Items from a data source:
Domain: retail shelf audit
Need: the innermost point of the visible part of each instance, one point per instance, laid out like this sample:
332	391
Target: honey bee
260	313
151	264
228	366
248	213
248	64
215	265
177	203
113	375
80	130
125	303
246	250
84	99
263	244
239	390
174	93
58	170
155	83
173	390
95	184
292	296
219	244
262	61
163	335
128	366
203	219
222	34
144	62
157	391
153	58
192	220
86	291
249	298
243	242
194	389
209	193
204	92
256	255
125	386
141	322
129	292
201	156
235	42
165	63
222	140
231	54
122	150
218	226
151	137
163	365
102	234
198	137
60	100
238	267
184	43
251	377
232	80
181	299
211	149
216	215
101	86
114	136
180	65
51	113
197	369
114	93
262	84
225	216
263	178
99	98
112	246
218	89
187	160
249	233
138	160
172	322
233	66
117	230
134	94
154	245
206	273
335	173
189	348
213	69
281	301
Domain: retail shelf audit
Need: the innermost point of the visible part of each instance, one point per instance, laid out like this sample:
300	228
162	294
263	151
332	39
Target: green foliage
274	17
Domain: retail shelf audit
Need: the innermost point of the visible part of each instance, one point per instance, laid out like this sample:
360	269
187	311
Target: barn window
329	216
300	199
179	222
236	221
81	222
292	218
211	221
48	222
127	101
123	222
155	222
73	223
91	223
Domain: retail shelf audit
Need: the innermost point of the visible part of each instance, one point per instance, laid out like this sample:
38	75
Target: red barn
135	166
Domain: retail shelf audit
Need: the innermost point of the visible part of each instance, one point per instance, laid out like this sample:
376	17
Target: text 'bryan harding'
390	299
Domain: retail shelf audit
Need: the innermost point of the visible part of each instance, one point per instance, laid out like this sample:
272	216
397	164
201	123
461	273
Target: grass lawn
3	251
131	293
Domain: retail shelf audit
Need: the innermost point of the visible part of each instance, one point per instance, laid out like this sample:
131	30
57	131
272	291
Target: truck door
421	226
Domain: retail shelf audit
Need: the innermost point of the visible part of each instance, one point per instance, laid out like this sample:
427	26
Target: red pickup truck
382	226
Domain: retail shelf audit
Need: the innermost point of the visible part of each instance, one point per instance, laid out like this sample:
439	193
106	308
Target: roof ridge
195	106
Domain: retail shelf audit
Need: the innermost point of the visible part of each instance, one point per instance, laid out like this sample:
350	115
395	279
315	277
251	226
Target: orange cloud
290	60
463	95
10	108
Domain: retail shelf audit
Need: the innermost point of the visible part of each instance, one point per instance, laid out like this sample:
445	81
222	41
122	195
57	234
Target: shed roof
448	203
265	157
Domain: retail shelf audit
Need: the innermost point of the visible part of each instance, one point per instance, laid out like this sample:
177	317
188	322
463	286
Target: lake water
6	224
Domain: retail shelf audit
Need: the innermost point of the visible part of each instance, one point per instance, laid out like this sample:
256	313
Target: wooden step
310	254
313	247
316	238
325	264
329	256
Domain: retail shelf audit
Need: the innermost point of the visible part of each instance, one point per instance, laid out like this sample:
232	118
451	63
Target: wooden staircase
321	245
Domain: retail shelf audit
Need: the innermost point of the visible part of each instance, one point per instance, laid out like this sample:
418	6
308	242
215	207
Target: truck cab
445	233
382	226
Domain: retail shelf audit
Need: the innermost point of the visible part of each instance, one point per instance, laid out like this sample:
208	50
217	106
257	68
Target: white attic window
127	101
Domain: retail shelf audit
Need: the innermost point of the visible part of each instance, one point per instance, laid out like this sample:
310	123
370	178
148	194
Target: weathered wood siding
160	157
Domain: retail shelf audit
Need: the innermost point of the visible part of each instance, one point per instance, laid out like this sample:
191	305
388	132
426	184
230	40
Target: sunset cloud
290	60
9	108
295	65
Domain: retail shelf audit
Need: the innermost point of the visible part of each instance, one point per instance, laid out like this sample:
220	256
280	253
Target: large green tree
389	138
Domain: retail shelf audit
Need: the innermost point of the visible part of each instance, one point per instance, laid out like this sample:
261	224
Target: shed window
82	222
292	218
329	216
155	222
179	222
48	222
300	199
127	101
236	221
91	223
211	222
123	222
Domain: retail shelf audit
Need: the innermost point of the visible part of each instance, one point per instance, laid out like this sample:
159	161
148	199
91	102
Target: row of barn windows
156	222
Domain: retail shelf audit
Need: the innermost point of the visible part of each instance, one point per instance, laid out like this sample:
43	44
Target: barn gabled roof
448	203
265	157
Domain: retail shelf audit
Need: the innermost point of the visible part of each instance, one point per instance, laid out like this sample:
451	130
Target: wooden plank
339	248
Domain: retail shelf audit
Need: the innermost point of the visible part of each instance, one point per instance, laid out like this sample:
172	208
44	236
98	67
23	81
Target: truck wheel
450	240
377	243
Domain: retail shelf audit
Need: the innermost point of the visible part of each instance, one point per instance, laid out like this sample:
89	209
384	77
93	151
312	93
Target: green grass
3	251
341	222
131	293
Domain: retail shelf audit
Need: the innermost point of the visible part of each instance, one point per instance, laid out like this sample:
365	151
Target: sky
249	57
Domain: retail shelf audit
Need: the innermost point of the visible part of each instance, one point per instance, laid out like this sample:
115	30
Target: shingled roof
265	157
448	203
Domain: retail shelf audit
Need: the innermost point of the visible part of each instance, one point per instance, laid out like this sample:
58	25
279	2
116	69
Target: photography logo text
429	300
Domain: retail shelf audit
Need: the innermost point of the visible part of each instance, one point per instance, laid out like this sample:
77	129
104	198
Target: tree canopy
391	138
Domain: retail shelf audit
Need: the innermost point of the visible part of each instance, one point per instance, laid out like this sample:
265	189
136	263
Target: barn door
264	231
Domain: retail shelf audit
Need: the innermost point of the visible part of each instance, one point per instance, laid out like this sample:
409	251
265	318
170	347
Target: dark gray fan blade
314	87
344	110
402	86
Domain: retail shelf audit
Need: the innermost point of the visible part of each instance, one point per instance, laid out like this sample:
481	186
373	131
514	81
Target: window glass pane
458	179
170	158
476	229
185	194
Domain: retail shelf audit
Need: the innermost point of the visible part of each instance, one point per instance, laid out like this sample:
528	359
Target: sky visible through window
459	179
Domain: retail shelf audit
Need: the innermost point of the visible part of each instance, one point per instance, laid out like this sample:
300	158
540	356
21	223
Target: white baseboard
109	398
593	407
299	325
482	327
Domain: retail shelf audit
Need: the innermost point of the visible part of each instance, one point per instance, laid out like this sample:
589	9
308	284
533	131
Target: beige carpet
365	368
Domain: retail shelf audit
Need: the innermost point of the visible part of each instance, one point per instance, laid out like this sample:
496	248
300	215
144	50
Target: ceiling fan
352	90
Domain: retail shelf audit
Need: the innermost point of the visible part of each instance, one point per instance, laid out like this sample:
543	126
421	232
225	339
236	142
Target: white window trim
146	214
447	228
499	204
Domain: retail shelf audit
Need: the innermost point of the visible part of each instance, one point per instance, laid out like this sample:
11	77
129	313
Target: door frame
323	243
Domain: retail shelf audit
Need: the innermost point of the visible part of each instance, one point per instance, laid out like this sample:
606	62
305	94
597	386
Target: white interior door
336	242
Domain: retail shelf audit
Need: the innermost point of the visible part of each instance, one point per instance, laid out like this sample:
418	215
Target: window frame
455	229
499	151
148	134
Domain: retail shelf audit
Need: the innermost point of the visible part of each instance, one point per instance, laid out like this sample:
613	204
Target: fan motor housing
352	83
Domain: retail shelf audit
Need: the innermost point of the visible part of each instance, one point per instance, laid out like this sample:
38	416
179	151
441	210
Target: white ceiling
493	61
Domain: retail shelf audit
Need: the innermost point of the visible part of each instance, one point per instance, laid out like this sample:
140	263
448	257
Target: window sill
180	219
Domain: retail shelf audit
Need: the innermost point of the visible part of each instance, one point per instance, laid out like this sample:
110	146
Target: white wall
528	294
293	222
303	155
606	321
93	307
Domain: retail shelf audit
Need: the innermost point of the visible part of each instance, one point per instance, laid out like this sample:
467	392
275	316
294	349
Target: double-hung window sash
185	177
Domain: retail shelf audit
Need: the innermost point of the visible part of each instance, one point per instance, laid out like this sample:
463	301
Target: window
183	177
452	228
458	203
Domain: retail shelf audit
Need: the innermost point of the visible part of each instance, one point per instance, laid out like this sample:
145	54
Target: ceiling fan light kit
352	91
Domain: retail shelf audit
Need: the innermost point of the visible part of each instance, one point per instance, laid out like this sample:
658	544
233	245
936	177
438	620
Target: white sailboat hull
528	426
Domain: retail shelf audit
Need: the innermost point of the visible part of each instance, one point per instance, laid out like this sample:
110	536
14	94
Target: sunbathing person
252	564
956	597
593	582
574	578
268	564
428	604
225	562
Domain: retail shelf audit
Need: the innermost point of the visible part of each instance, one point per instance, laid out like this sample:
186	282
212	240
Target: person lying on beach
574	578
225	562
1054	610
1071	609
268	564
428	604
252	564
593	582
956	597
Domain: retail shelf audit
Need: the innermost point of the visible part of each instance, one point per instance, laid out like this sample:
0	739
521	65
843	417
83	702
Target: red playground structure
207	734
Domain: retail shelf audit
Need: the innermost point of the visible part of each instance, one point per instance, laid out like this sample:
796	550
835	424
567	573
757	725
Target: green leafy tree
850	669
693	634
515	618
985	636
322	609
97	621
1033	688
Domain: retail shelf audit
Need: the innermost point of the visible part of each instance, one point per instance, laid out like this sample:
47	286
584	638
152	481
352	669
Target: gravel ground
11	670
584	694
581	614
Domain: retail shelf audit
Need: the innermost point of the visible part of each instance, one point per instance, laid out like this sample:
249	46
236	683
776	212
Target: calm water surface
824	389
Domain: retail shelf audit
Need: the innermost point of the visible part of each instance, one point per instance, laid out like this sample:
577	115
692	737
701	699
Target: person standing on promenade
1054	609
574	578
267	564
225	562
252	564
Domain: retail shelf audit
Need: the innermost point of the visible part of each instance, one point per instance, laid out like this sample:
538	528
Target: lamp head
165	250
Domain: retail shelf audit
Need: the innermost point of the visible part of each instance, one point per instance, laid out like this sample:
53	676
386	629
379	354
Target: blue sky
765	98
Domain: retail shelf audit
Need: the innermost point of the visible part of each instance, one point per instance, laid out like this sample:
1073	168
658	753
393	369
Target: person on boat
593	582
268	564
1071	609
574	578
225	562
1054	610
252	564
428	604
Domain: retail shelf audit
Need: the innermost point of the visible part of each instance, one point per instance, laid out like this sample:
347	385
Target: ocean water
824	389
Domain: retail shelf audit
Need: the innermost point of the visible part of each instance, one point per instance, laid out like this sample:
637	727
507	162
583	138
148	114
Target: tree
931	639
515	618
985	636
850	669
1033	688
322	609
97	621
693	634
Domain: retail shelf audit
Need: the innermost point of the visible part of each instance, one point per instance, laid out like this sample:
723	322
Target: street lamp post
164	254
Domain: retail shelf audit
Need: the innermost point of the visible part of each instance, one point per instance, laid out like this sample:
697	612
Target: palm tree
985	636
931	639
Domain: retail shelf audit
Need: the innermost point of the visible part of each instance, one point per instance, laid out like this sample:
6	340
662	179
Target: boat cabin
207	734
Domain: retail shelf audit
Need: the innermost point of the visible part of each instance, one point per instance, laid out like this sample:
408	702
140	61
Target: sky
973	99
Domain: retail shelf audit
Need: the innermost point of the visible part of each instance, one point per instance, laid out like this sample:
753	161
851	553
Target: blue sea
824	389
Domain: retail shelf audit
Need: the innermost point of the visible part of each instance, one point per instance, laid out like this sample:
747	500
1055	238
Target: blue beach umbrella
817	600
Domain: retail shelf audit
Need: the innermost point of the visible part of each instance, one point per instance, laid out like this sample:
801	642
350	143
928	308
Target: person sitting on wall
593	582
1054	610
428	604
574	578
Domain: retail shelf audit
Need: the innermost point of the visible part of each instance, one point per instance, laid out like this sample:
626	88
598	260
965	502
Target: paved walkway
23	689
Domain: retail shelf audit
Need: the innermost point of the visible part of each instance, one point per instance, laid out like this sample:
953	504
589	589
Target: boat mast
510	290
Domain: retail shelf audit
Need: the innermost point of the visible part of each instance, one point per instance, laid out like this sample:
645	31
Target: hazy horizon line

# What is expected
What is needed is an exact copy of the line containing "Target: paved walkway" and each line after it, through the final line of the entries above.

# Task answer
Target: paved walkway
23	689
Domain: retail shelf audit
Need: the innermost point of the visible part of each instance, one point per instance, laid out like this sample:
953	504
589	589
Target: boat mast
510	290
Domain: retail shelf audit
Need: the innermost point of the visible part of each instance, one point per instance, laid out like this sample:
645	31
Target: hazy horizon line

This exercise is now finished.